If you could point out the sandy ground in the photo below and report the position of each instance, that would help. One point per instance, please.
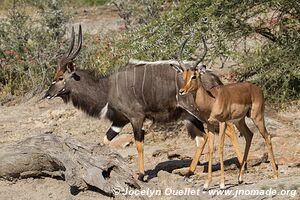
(168, 149)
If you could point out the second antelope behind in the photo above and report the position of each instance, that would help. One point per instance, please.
(229, 103)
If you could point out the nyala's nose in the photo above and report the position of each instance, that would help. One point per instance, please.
(181, 91)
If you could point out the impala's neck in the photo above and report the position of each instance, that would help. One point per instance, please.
(204, 100)
(89, 93)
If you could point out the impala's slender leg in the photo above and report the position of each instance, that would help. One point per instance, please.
(197, 155)
(243, 128)
(221, 150)
(139, 141)
(260, 124)
(210, 154)
(231, 133)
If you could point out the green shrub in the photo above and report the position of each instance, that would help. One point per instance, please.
(29, 47)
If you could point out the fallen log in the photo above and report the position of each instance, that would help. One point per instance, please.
(81, 166)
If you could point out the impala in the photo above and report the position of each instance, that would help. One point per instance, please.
(223, 104)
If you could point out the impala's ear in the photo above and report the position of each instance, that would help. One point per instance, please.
(178, 68)
(202, 69)
(71, 67)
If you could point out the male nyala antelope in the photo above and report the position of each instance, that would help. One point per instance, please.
(228, 103)
(137, 91)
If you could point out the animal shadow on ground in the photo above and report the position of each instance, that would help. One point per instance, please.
(171, 165)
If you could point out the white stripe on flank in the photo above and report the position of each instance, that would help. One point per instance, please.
(133, 88)
(116, 129)
(197, 141)
(104, 111)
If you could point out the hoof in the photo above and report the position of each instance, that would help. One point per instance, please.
(141, 177)
(187, 176)
(105, 140)
(222, 186)
(205, 187)
(240, 180)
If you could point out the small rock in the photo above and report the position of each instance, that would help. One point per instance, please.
(159, 152)
(122, 141)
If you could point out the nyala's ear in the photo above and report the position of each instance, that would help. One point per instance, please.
(76, 76)
(177, 68)
(71, 67)
(202, 69)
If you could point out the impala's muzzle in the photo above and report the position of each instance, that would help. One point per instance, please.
(182, 92)
(55, 91)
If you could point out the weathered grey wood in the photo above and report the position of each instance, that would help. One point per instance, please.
(80, 165)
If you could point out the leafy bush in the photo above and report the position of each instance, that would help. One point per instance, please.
(261, 37)
(29, 47)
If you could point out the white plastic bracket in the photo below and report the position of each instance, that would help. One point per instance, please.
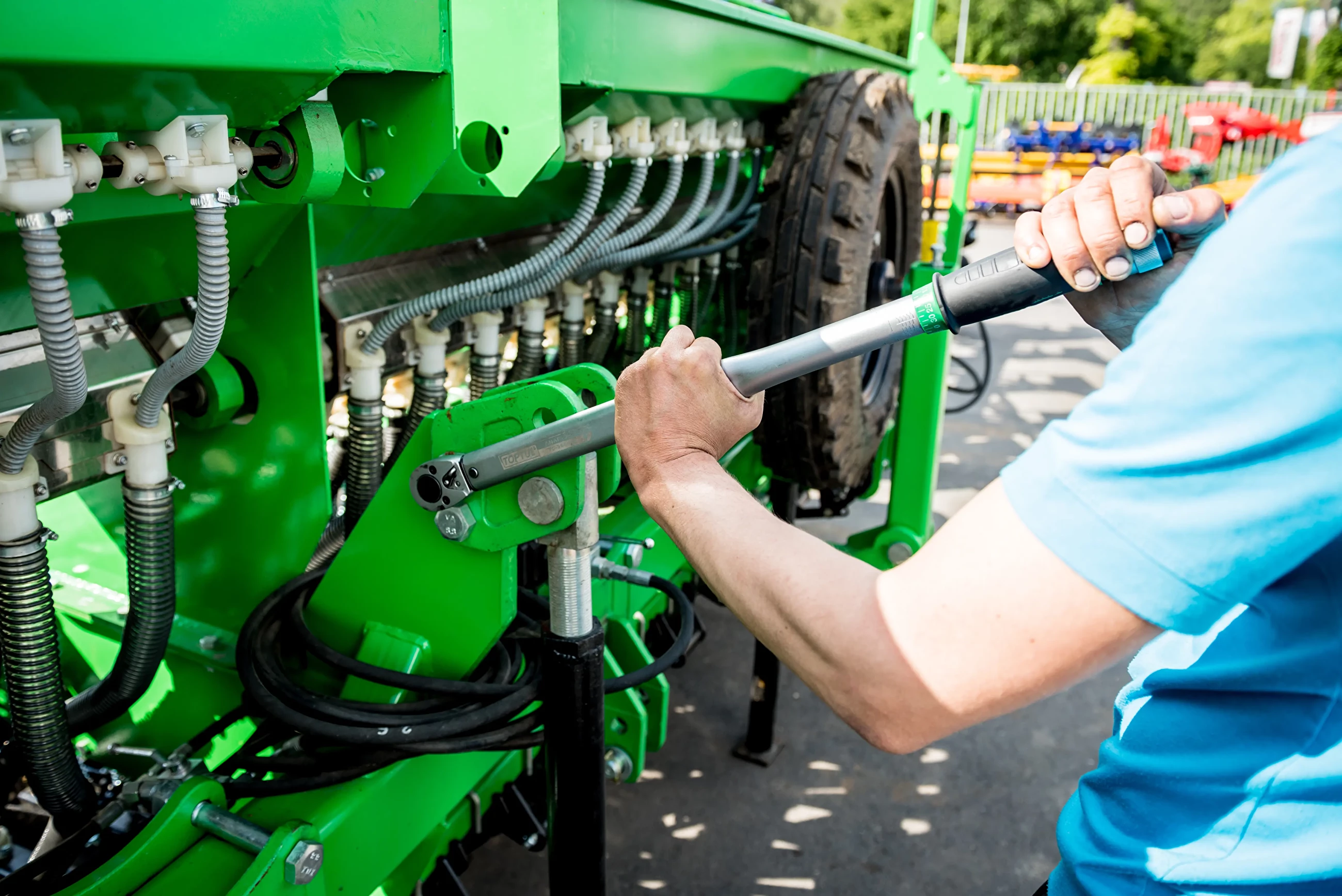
=====
## TASK BRIEF
Reproduce the entries starting at the line containing "If you could point out the leafy" and ending at the end of the entries, replacing "leafy bush" with "dense shrub" and leaving everything else unchanged. Omit the pictures from the reproduced lines.

## TASK SOLUTION
If you could point out the dense shrub in the photo above and report the position of each instance, that would help. One point per instance, please.
(261, 37)
(29, 47)
If you could point out the white plastic bracket in the photo below and report the position of each instance, that would help. One point per instance, please.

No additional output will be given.